(Collected data)
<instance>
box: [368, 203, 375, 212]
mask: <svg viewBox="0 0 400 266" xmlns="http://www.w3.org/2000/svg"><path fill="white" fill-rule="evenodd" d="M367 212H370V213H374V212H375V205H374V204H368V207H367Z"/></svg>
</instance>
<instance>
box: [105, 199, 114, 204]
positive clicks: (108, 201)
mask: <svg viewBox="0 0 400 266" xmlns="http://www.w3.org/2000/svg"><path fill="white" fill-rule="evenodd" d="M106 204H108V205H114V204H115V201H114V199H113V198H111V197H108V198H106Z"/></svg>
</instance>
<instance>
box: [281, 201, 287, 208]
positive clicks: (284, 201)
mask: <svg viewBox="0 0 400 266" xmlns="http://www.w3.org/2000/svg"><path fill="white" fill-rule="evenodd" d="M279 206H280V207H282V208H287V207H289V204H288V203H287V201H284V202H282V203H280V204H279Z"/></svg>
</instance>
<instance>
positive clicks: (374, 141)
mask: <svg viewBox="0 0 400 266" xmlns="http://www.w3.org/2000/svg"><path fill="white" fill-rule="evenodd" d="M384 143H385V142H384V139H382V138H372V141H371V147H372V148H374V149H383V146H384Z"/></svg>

> **YOUR OBJECTIVE**
Present every line of the records above as a JSON list of strings, one string per line, with blank lines omitted.

> **THE ANSWER**
[
  "<instance>",
  "box: [368, 203, 375, 212]",
  "mask: <svg viewBox=\"0 0 400 266\" xmlns=\"http://www.w3.org/2000/svg\"><path fill=\"white\" fill-rule=\"evenodd\" d=\"M367 212H370V213H374V212H375V205H374V204H368V207H367Z\"/></svg>",
  "</instance>",
  "<instance>",
  "box: [105, 199, 114, 204]",
  "positive clicks: (108, 201)",
  "mask: <svg viewBox=\"0 0 400 266\" xmlns=\"http://www.w3.org/2000/svg\"><path fill=\"white\" fill-rule=\"evenodd\" d=\"M106 204H108V205H114V204H115V201H114V199H113V198H111V197H108V198H106Z\"/></svg>",
  "</instance>",
  "<instance>",
  "box: [281, 201, 287, 208]",
  "positive clicks: (284, 201)",
  "mask: <svg viewBox=\"0 0 400 266\" xmlns=\"http://www.w3.org/2000/svg\"><path fill=\"white\" fill-rule=\"evenodd\" d=\"M279 206H280V207H282V208H287V207H289V204H288V203H287V201H284V202H282V203H280V204H279Z\"/></svg>",
  "</instance>",
  "<instance>",
  "positive clicks: (374, 141)",
  "mask: <svg viewBox=\"0 0 400 266\" xmlns=\"http://www.w3.org/2000/svg\"><path fill=\"white\" fill-rule=\"evenodd\" d=\"M384 143H385V142H384V139H382V138H372V141H371V147H372V148H374V149H383V146H384Z\"/></svg>"
]